EXERCISE TEXT:
....
Brown divided Banksia into two unranked groups. He placed B. ilicifolia alone in Isostylis because of its unusual dome-shaped inflorescences. All other species were placed in Banksia verae, the "true banksias", because they have the elongate flower spike then considered characteristic of Banksia. The arrangement was as follows:
Banksia
Banksia verae
B. pulchella
B. sphærocarpa
B. nutans
B. ericifolia
B. spinulosa
B. collina (now B. spinulosa var. collina)
B. occidentalis
B. littoralis
B. marginata
B. depressa (now B. marginata)
B. patula (now B. marginata)
B. australis (now B. marginata)
B. insularis (now B. marginata)
B. integrifolia
B. compar (now B. integrifolia subsp. compar)
B. verticillata
B. coccinea
B. paludosa
B. oblongifolia
B. latifolia (now B. robur)
B. marcescens (now B. praemorsa)
B. attenuata
B. elatior (now B. aemula)
....
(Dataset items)
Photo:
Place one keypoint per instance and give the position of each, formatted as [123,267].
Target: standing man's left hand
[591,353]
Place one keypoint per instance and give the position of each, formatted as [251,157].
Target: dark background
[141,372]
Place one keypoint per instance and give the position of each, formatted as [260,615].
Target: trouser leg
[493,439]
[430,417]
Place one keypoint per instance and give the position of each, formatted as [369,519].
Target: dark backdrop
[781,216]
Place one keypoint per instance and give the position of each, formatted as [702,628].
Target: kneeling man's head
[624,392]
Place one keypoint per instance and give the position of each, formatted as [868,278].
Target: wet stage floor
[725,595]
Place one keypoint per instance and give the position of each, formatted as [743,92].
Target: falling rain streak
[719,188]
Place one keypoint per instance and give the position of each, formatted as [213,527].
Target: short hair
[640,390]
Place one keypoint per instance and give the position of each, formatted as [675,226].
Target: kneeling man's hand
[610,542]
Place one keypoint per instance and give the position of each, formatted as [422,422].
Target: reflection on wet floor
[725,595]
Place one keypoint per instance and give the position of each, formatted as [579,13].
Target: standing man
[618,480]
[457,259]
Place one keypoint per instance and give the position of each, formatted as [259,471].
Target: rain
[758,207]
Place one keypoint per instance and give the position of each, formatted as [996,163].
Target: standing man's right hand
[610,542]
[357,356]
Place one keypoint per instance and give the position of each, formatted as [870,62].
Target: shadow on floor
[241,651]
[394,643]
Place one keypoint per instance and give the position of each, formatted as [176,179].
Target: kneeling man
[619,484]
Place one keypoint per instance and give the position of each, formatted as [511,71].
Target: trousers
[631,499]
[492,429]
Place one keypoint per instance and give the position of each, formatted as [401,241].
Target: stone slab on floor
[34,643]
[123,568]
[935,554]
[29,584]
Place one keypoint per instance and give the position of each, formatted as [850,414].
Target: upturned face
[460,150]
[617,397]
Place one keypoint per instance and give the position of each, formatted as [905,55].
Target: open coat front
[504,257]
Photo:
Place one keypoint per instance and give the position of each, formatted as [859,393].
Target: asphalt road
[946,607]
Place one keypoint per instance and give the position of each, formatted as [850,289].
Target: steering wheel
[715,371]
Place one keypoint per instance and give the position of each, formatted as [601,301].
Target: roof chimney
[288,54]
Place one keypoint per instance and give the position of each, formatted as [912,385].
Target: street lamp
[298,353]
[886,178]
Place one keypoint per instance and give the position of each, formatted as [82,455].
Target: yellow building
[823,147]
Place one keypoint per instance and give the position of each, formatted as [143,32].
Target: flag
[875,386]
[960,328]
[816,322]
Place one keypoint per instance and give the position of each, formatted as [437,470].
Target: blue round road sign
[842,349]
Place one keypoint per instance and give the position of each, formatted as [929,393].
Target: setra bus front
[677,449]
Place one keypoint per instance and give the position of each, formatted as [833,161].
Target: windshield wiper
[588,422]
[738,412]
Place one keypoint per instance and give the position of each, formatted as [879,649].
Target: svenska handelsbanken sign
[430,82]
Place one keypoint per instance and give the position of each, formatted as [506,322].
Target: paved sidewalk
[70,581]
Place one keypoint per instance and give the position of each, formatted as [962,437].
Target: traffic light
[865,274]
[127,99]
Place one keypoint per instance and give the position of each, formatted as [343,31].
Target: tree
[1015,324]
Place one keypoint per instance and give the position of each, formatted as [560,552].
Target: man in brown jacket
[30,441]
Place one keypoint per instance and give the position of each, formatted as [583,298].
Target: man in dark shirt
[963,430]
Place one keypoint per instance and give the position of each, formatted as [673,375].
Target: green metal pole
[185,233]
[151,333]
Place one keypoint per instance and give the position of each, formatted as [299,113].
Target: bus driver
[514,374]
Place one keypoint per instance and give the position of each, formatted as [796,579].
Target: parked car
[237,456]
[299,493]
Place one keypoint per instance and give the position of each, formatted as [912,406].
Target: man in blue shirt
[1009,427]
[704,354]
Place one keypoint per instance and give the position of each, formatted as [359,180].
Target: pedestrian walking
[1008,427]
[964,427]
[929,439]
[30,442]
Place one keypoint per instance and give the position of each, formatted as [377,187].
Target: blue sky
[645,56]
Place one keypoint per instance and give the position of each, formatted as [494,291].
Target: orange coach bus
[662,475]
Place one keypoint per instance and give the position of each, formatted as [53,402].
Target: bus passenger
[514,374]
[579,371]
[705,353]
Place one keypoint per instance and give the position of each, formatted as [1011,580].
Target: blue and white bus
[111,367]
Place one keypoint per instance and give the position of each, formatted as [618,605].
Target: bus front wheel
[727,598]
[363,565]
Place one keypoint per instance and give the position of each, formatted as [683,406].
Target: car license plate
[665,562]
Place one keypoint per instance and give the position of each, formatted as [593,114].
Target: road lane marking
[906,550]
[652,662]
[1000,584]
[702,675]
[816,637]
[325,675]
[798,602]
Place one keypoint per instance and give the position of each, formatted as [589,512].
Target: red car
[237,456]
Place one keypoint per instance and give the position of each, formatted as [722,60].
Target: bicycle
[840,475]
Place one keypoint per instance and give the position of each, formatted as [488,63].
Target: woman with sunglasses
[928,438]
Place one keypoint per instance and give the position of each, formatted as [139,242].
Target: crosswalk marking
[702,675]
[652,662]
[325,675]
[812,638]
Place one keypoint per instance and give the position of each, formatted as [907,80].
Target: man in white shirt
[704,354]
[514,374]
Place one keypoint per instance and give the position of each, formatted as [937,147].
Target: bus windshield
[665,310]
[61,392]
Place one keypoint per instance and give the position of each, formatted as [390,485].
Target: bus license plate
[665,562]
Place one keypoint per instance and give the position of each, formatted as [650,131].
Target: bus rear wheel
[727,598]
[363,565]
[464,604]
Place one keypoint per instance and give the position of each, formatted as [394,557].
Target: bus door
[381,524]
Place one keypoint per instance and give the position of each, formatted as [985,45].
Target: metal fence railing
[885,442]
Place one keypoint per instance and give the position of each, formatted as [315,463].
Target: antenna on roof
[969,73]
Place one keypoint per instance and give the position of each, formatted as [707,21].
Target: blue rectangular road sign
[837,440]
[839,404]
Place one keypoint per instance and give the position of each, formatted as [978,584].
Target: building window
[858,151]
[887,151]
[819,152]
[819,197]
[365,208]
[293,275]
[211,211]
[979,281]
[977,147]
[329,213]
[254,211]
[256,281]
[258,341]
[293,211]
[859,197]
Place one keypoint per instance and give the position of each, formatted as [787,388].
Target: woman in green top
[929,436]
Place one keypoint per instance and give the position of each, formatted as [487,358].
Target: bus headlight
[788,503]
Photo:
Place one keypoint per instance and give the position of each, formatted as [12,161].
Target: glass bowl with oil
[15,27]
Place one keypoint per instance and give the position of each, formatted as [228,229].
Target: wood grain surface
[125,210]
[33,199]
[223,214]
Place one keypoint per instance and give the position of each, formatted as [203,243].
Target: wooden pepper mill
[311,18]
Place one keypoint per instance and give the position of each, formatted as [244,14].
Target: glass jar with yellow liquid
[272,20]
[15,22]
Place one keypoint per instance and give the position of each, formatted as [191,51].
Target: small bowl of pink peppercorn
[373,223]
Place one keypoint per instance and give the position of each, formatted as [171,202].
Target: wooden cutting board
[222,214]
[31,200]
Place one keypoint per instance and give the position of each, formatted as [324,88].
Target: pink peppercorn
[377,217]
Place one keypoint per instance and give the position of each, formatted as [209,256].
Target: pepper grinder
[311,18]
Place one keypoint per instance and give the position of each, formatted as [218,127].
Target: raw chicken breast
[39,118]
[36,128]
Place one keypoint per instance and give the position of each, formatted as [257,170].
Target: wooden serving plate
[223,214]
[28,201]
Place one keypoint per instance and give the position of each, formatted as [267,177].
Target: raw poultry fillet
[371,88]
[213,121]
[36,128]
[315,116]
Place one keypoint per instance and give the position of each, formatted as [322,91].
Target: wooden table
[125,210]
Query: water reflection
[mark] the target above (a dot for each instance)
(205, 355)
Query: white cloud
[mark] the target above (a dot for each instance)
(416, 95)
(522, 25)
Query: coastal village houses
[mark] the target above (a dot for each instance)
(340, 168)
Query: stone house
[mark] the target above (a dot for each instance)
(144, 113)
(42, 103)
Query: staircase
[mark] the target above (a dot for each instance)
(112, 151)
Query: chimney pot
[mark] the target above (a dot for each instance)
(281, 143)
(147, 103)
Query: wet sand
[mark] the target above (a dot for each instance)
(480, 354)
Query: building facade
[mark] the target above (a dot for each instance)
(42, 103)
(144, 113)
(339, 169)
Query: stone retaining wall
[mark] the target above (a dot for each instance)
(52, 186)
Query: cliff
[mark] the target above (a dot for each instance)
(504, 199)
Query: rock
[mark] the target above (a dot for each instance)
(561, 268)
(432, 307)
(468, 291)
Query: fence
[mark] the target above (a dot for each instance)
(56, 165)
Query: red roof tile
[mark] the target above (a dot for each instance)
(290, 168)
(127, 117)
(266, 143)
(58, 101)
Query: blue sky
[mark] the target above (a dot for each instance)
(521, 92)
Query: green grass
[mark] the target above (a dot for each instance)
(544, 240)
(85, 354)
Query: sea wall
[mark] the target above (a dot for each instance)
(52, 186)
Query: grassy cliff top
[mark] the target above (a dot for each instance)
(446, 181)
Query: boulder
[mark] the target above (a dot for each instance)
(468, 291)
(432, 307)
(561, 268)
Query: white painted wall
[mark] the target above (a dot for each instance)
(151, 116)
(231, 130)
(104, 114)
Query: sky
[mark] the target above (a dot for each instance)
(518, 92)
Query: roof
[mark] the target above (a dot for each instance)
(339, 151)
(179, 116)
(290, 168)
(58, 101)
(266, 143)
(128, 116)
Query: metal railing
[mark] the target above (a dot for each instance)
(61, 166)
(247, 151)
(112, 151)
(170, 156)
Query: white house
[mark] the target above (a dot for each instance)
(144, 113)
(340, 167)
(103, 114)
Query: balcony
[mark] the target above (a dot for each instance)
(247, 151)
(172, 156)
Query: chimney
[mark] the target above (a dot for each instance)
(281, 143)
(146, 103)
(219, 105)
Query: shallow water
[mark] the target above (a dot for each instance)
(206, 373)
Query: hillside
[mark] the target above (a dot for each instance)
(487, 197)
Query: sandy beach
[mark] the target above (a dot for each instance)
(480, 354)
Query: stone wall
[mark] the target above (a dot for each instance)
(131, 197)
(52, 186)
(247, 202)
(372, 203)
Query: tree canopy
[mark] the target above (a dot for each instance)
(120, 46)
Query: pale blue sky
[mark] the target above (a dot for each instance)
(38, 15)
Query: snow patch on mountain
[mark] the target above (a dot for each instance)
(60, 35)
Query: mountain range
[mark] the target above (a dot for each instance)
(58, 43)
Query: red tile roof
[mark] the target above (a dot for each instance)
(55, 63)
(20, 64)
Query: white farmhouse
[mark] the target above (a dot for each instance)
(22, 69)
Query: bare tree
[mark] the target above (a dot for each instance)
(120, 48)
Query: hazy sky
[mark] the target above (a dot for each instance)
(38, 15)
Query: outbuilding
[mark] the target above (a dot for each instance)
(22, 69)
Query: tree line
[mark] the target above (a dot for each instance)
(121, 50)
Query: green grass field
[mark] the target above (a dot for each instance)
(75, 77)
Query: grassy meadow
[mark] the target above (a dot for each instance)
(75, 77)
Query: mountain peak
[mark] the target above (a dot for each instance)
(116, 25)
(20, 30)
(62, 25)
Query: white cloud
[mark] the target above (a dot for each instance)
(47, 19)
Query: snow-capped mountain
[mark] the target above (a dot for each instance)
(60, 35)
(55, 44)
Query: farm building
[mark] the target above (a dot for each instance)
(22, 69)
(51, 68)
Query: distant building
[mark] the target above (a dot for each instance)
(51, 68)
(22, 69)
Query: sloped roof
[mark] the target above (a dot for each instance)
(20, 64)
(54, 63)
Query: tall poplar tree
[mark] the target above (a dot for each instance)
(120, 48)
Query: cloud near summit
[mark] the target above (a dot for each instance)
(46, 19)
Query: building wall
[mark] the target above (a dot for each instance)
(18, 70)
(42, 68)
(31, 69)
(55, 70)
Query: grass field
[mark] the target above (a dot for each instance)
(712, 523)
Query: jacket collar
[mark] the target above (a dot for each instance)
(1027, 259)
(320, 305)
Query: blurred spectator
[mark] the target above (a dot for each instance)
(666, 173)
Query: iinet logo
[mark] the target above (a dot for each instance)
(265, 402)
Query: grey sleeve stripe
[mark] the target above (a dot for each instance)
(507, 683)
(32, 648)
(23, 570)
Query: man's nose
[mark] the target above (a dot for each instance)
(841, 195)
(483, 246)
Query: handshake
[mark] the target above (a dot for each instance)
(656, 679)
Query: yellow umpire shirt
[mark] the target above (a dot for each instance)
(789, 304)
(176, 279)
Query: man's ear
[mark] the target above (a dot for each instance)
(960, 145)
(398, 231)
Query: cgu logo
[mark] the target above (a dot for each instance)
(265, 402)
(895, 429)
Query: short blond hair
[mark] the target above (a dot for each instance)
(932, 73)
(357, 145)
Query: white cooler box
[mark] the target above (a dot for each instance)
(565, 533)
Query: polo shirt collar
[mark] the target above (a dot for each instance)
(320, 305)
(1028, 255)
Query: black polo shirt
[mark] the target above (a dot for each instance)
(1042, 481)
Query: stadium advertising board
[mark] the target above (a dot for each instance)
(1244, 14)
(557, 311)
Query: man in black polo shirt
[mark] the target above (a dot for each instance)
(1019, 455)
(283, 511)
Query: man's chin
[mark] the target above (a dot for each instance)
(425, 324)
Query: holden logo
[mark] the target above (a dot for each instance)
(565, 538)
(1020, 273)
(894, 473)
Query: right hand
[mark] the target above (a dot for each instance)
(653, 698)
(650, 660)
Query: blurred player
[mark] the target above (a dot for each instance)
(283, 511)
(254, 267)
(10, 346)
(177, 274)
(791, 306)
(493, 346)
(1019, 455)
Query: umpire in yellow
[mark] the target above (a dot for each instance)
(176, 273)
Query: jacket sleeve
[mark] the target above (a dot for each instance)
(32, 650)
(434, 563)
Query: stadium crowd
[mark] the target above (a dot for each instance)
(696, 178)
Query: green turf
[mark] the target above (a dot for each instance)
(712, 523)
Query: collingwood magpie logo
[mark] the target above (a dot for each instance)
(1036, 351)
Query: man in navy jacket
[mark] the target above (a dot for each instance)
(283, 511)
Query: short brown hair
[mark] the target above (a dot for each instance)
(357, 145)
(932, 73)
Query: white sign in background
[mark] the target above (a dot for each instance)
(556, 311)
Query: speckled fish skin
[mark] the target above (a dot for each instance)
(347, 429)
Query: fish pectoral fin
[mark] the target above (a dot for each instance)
....
EXERCISE TASKS:
A) Which species in the Banksia classification text carry the note "(now B. marginata)"? List every one.
B) Resume the text on Brown's Banksia arrangement right after its last line, "B. elatior (now B. aemula)".

RESPONSES:
A) B. depressa, B. patula, B. australis, B. insularis

B)
B. serrata
B. æmula
B. dentata
B. quercifolia
B. speciosa
B. grandis
B. repens
Isostylis
B. ilicifolia

==Brown's 1830 arrangement==
Brown released a second edition of his Prodromus in 1821, but no new species of Banksia had been collected since that time, so the arrangement was the same as in the first edition. Between 1823 and 1829, a number of new species were collected, most of which were not published. In 1830, Brown issued his Supplementum, describing eleven additional Banksia species, nine of which were previously unpublished. A revised arrangement was not proffered; instead, Brown gave a position into which each new taxon was to be inserted in the 1810 arrangement. Brown's 1830 arrangement may be summarised as follows:
Banksia
Banksia verae
B. pulchella
B. sphærocarpa
B. nutans
B. ericifolia
B. spinulosa
B. Cunninghamii (now B. spinulosa var. cunninghamii)
B. collina (now B. spinulosa var. collina)
B. occidentalis
B. littoralis
B. marginata
B. depressa (now B. marginata)
B. patula (now B. marginata)
B. australis (now B. marginata)
B. insularis (now B. marginata)
B. integrifolia
B. compar (now B. integrifolia subsp. compar)
B. verticillata
B. coccinea
B. paludosa
B. oblongifolia
B. latifolia (now B. robur)
B. marcescens (now B. praemorsa)
B. media
B. attenuata
B. Caleyi
B. Baueri
B. Menziesii
B. elatior (now B. aemula)
B. serrata
B. æmula
B. dentata
B. quercifolia
B. speciosa
B. Solandri
B. grandis
B. Baxteri
B. Goodii
B. prostrata (now B. gardneri)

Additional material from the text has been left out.